Provided text:
Pennsylvania is “health care rich and public health poor.” I found this succinct phrase in a 2008 collection of academic articles on Pennsylvania public health policy. The editor described how we are richly supplied with hospital beds and physicians, ranking in the top 10 in the United States, and spend way more than other states our size on health care.
Lancaster County certainly has excellent hospital capacity. Yet at the same time, Pennsylvania ranks at the bottom nationally in public health workers. The state’s public health system was described as woefully inadequate by experts in 2008, and has only been further hollowed out a dozen years later. These realities, combined with the COVID-19 pandemic, are finally driving a groundswell of support to start our own local public health department.
Underfunding public health is easy to do, because when it’s working — i.e., keeping bad things from happening — it’s not all that visible. When there are prevention gaps that will eventually prove expensive and damaging, like silently spreading viral hepatitis or HIV, or farm families unknowingly drinking from wells contaminated with pesticides, the costs are kicked down the road to future taxpayers.
Our public discourse over the past year has, more than ever, acknowledged the painful reality of systemic disparities: that those injured tend to be the most marginalized citizens. They are disproportionately our Black and Hispanic neighbors, our low-wage “essential” workers, or the elderly, the poor, the incarcerated, those experiencing homelessness and those with disabilities.

Problem statement: Please list every example of a prevention gap that the piece on Pennsylvania public health gives.

Extracted entries:

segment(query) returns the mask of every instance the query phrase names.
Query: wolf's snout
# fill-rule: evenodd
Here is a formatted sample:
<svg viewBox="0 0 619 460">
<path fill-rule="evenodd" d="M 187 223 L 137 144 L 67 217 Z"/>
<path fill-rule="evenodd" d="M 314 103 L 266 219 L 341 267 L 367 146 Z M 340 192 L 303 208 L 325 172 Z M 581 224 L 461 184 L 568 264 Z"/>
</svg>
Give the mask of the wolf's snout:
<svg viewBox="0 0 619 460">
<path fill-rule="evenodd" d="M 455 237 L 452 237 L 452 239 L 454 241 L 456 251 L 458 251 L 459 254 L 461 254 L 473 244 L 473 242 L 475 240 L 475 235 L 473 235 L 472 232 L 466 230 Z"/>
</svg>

Solution below:
- Silently spreading viral hepatitis
- Silently spreading HIV
- Farm families unknowingly drinking from wells contaminated with pesticides